- **TEXT EXTRACT**

● ● ●

Re: Is it possible to search for the empty string?

Posted by Walter Underwood <wu...@wunderwood.org>.
Not out of the box.

Fields are parsed into tokens and queries search on tokens. An empty string has no tokens for that field and a missing field has no tokens for that field.

If you really need to do this, then you’ll need to turn the empty string in a special token that means “empty string”, choosing a token that won’t conflict with any real token. At this point, we’re moving into Ugly Hack Land, but sometimes that is the best we can do.

For example, you could create an update request processor that checked for a field with an empty value, then replaced that with a rare character, perhaps a composed, compatibility Unicode character, like Angstrom (same as circle capital A), or one of the TV Guide symbols (numbers in TV-shaped surrounds), or my personal favorite, the IPA symbol for “audible gnashing of teeth”, which could be an appropriate response to this request.

● ● ●

- **DATA ENTRIES**
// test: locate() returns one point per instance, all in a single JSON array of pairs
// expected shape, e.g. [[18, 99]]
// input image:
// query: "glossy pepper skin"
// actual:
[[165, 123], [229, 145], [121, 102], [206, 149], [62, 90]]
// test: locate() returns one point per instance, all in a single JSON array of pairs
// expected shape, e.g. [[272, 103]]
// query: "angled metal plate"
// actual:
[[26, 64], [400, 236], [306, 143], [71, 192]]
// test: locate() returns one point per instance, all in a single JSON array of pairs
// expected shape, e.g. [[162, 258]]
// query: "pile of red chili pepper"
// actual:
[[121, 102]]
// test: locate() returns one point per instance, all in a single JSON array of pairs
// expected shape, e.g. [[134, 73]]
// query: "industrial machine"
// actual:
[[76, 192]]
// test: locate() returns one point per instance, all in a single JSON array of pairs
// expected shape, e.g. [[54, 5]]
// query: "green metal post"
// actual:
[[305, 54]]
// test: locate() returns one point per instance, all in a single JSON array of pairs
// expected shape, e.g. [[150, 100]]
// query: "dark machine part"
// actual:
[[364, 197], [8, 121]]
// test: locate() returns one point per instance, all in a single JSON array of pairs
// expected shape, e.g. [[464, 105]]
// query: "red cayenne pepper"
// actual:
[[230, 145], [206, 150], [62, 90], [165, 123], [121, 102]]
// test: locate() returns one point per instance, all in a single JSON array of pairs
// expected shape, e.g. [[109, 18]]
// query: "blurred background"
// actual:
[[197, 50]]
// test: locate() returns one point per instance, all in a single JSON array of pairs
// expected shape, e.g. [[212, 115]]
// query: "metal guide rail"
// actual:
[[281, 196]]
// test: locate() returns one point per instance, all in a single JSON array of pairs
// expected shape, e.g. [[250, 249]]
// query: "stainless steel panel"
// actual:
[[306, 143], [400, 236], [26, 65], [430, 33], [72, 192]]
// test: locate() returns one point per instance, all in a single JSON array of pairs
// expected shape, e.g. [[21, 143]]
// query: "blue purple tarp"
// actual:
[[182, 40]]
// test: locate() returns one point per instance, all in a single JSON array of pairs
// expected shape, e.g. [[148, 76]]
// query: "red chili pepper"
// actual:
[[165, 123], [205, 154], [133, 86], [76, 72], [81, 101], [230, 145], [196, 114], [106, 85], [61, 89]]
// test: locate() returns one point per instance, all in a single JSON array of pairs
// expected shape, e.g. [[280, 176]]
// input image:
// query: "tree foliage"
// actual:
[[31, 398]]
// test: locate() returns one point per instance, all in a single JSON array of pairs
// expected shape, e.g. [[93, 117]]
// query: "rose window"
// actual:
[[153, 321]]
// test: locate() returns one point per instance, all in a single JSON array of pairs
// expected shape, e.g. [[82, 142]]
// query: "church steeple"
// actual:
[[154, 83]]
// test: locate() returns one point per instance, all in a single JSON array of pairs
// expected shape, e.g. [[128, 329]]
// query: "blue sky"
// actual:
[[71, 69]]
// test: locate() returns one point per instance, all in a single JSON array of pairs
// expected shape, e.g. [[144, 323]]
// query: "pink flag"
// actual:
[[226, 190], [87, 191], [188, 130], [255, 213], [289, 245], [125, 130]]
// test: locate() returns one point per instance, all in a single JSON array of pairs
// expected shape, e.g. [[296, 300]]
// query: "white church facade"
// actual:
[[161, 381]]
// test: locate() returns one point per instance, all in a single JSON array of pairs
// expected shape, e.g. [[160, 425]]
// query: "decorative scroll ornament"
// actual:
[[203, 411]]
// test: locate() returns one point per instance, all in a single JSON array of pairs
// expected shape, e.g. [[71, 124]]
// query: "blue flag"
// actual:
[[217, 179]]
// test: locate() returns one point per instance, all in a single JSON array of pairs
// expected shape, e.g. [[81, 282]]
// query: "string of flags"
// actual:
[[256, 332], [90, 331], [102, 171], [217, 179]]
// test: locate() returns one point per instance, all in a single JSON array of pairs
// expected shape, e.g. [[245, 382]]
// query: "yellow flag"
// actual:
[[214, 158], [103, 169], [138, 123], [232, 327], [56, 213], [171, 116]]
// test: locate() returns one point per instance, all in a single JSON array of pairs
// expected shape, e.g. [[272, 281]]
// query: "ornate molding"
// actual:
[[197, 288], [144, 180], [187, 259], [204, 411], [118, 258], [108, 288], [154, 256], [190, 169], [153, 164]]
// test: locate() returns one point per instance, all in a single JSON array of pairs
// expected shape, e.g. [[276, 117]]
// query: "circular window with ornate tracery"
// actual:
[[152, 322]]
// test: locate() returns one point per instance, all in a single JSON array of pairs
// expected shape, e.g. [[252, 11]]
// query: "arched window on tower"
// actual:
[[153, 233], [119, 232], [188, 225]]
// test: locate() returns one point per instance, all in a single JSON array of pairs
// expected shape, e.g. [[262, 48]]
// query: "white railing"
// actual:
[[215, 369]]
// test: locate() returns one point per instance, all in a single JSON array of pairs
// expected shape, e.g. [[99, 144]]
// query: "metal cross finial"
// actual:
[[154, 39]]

● ● ●

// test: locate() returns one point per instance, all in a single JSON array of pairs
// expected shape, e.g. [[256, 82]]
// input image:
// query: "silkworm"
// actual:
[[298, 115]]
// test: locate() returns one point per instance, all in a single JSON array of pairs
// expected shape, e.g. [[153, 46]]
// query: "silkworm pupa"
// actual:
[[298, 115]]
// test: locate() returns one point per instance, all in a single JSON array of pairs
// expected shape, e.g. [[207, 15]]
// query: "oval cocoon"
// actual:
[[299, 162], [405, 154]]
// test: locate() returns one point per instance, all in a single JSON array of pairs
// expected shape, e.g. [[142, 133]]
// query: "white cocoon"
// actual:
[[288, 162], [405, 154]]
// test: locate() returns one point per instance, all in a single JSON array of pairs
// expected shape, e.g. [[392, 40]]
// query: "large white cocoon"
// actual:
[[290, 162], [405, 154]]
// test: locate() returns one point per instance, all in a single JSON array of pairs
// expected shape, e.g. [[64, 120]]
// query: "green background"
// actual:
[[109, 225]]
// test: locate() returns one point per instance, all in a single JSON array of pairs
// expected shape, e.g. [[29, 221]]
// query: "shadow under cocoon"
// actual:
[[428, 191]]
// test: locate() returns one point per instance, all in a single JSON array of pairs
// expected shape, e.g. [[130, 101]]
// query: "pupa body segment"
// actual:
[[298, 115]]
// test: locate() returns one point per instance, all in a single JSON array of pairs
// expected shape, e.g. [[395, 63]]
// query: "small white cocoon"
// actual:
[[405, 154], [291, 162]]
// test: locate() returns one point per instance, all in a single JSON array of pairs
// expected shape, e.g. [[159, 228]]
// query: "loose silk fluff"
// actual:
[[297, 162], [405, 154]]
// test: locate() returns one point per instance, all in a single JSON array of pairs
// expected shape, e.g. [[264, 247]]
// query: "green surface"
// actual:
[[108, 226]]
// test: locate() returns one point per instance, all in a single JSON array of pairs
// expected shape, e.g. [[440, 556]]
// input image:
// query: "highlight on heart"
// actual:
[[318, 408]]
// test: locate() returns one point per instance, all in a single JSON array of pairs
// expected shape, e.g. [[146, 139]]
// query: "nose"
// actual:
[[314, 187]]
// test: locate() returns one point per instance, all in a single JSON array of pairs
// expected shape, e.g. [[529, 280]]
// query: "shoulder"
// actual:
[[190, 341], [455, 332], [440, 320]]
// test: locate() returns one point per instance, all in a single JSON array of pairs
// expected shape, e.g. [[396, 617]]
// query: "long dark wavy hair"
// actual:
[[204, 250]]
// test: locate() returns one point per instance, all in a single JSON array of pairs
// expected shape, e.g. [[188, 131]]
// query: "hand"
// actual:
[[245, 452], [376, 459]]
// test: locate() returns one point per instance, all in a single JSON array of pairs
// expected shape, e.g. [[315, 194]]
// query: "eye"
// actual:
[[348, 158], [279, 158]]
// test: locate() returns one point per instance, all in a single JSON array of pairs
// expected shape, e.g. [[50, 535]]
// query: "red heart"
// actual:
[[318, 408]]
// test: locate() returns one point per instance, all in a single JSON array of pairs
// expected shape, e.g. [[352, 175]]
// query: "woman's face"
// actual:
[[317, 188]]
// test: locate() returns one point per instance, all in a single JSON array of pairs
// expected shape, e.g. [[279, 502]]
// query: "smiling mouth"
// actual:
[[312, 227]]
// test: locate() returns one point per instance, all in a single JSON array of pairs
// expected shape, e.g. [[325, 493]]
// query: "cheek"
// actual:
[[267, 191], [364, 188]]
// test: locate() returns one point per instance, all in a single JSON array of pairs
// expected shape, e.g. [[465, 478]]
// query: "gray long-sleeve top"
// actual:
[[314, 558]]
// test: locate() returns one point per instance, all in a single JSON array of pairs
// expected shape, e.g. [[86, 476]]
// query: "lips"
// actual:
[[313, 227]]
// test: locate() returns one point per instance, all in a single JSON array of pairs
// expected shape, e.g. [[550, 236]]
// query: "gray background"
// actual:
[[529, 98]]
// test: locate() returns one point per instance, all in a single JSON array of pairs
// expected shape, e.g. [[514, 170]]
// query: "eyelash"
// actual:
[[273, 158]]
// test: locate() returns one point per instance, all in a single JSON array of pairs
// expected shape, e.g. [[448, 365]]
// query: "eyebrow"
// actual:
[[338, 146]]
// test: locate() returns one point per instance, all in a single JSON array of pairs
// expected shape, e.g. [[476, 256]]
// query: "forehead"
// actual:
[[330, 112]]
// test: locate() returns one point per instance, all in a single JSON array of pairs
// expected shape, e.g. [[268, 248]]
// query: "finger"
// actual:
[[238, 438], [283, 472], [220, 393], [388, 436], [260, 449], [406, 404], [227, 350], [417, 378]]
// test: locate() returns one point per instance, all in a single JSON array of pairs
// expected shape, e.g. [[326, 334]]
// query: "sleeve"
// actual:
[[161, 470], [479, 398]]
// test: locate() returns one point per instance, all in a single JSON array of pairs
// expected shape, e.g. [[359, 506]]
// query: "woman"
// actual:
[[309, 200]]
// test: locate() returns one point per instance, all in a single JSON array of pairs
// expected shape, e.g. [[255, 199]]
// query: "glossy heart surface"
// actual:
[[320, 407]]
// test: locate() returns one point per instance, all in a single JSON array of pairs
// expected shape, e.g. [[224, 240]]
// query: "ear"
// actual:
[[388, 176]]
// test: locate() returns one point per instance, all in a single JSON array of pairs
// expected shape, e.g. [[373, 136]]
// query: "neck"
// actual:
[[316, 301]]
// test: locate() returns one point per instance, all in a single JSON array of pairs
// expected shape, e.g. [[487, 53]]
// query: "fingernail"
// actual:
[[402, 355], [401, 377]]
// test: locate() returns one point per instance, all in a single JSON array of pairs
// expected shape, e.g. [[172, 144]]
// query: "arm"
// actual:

● ● ●

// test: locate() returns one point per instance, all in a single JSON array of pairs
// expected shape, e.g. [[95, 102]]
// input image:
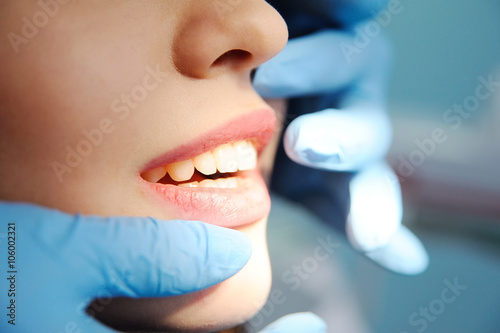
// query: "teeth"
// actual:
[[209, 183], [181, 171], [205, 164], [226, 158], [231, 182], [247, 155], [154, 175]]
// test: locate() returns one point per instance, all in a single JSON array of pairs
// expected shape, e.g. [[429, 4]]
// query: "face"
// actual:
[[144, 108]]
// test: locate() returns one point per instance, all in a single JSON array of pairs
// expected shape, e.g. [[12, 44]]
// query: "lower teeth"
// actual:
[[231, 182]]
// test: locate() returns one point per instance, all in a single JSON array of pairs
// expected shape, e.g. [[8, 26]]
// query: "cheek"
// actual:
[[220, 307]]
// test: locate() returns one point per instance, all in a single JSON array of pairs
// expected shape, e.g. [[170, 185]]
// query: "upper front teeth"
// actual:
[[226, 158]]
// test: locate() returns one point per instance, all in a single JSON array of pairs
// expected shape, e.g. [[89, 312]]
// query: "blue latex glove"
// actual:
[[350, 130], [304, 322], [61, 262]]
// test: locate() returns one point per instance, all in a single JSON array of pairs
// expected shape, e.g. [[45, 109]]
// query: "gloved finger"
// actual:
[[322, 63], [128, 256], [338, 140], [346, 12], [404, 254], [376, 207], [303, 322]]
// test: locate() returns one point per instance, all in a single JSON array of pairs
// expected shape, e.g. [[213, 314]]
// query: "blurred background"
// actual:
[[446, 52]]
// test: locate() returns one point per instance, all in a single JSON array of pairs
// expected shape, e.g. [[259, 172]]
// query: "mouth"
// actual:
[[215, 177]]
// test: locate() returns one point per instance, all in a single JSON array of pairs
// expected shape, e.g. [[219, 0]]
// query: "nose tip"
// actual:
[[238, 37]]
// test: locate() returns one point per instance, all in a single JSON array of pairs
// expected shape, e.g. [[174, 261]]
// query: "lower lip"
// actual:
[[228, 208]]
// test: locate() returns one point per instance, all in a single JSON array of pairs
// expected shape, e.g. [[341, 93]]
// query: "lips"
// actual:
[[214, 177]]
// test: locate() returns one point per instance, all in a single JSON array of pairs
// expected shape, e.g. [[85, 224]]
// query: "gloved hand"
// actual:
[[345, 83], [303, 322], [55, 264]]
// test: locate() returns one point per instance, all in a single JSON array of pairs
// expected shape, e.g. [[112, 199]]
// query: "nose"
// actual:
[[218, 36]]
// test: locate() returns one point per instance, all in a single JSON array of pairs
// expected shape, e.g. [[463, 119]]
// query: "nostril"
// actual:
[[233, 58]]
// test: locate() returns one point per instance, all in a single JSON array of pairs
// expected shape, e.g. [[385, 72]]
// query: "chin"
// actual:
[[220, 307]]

● ● ●

Pick up the forum reply about searching for the empty string from where it stops, and continue it.

- **OUTPUT OF THE EXERCISE**
That character is U+02AD, "LATIN LETTER BIDENTAL PERCUSSIVE” (http://www.fileformat.info/info/unicode/char/2ad/index.htm).

Then you would need to craft a query using this special token to mean “empty string”.

Of course, none of this works if some upstream processing of the update document strips fields with empty values.

wunder
Walter Underwood
wunder@wunderwood.org
http://observer.wunderwood.org/  (my blog)

On May 18, 2015, at 5:56 PM, Shawn Heisey <ap...@elyograg.org> wrote:

> Can I search for the empty string?  This is distinct from searching for
> documents that don't have a certain fieldat all, which I can already do
> with a clause of "*:* -field:[*TO *]"in my query.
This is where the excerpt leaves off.